== Prompt ==
Your copy should start at the line with "phrase -- white fuzzy petal tip" and end at the line with "phrase -- man" in the data below. Transcribe only those lines, exactly, pictures excluded.

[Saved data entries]
====

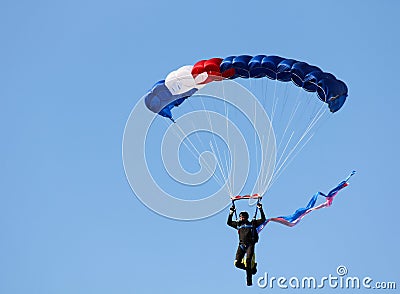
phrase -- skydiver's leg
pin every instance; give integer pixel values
(239, 256)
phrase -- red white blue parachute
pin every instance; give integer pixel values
(185, 81)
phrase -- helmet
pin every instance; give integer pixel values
(244, 214)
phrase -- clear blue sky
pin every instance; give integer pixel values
(70, 74)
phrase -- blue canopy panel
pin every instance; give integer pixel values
(160, 100)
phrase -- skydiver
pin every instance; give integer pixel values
(248, 237)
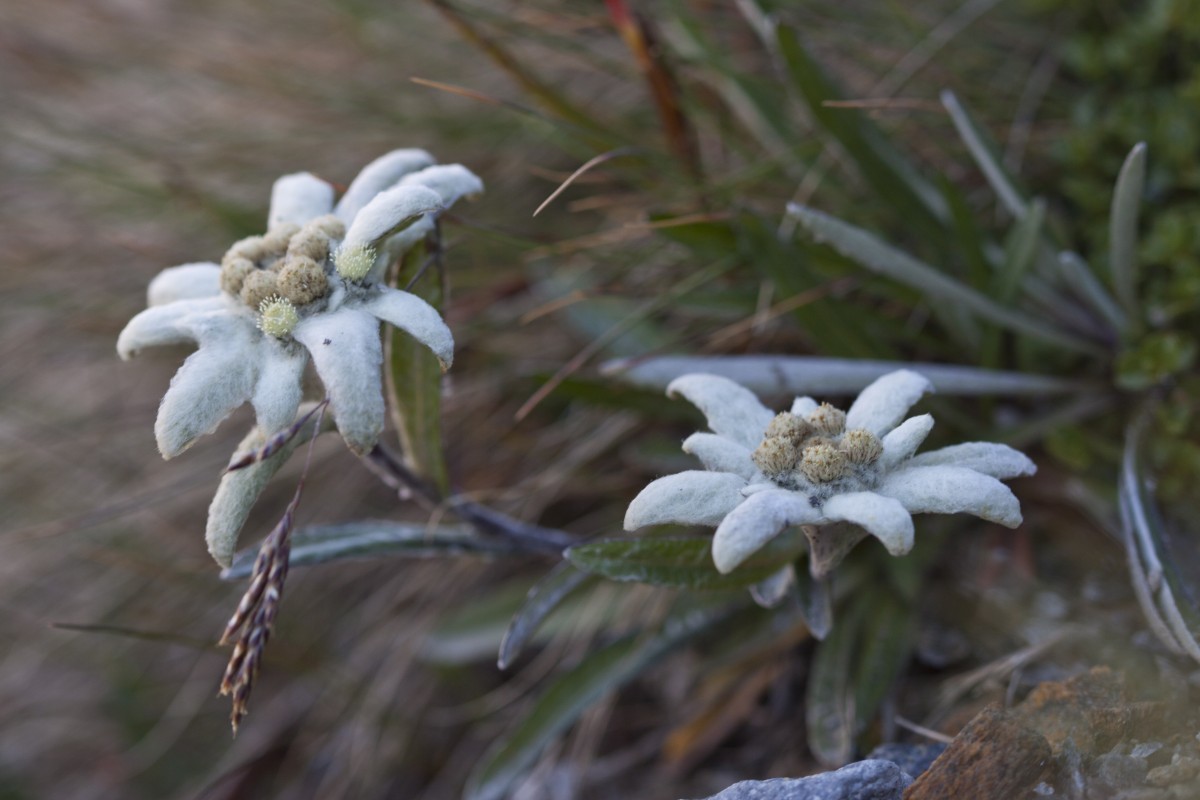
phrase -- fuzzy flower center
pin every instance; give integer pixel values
(816, 453)
(354, 263)
(277, 317)
(288, 262)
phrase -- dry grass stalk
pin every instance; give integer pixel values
(275, 443)
(256, 614)
(259, 606)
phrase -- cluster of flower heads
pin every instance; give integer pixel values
(310, 287)
(817, 465)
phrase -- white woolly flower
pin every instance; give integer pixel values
(279, 299)
(816, 465)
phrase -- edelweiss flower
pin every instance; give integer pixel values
(815, 465)
(310, 287)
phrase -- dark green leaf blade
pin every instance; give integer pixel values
(541, 601)
(574, 692)
(681, 561)
(373, 539)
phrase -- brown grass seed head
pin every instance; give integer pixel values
(828, 420)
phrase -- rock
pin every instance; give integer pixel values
(1180, 770)
(994, 756)
(1117, 771)
(1146, 749)
(912, 759)
(869, 780)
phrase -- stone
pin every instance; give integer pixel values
(1117, 771)
(994, 756)
(868, 780)
(912, 759)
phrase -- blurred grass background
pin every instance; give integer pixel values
(137, 134)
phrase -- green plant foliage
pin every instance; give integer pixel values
(681, 563)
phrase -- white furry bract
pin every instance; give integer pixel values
(259, 355)
(749, 509)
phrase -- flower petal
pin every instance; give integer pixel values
(987, 457)
(720, 455)
(240, 489)
(213, 382)
(417, 318)
(299, 198)
(161, 325)
(883, 517)
(345, 348)
(450, 181)
(732, 410)
(904, 439)
(773, 590)
(882, 404)
(760, 518)
(951, 489)
(690, 498)
(804, 405)
(280, 385)
(379, 174)
(184, 282)
(389, 212)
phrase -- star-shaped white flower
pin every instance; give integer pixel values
(816, 465)
(309, 288)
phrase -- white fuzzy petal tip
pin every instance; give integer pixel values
(346, 350)
(720, 455)
(691, 498)
(184, 282)
(450, 181)
(731, 409)
(804, 405)
(382, 173)
(390, 212)
(298, 198)
(882, 404)
(904, 439)
(162, 325)
(953, 489)
(886, 518)
(760, 518)
(213, 382)
(417, 318)
(987, 457)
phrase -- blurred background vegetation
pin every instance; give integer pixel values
(139, 134)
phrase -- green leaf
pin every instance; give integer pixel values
(983, 151)
(885, 168)
(541, 601)
(1156, 582)
(1123, 228)
(883, 651)
(829, 704)
(1019, 253)
(792, 376)
(880, 257)
(376, 539)
(414, 376)
(1078, 275)
(853, 669)
(1153, 359)
(574, 692)
(681, 561)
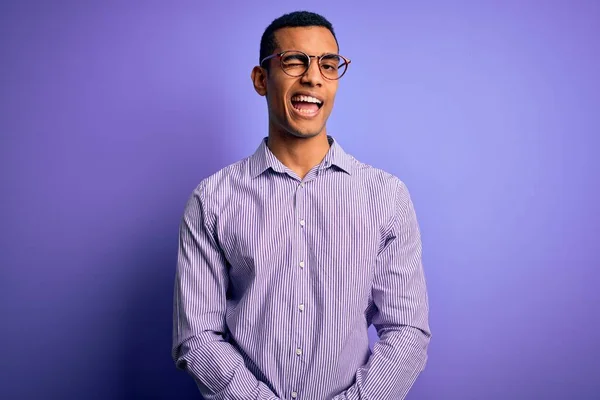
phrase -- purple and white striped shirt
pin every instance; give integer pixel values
(278, 279)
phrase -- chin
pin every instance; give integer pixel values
(304, 133)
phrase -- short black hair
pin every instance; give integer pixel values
(268, 44)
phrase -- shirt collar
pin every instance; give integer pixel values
(263, 159)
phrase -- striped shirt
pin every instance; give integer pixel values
(278, 279)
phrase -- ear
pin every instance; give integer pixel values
(259, 79)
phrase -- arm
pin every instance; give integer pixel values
(199, 313)
(401, 319)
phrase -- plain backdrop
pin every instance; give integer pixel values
(112, 112)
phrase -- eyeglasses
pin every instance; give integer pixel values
(295, 63)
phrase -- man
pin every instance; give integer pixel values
(288, 256)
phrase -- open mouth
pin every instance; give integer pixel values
(307, 105)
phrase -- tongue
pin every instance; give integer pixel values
(305, 106)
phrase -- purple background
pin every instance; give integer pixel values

====

== Written response ==
phrase -- white fuzzy petal tip
pin every instance; give integer pixel values
(346, 350)
(720, 455)
(691, 498)
(184, 282)
(450, 181)
(731, 409)
(804, 405)
(382, 173)
(390, 212)
(298, 198)
(882, 404)
(904, 439)
(162, 325)
(953, 489)
(886, 518)
(760, 518)
(213, 382)
(417, 318)
(987, 457)
phrase -- blurred background vegetation
pin every instance; give integer pixel values
(139, 134)
phrase -- green leaf
pin every instance; give integer pixel values
(983, 151)
(885, 168)
(541, 601)
(1156, 582)
(1123, 228)
(883, 651)
(829, 704)
(1019, 253)
(792, 376)
(880, 257)
(376, 539)
(414, 376)
(1078, 275)
(853, 669)
(1153, 359)
(574, 692)
(681, 561)
phrase -- purple and white striped shirt
pin every instance; give integer pixel values
(278, 279)
phrase -- chin
pin every instance; give integer pixel values
(304, 133)
phrase -- short black hair
pin every instance; give integer pixel values
(268, 44)
phrase -- shirt collar
pin every instance; give integer pixel values
(263, 159)
phrase -- striped shirt
pin every instance; give integer pixel values
(278, 279)
phrase -- ear
pin every instance; give integer pixel values
(259, 79)
phrase -- arm
pin every instance; give integer pixel values
(199, 313)
(401, 319)
phrase -- plain backdrop
pin every instance; give integer pixel values
(112, 112)
phrase -- eyeglasses
pin every instance; give integer pixel values
(295, 63)
phrase -- man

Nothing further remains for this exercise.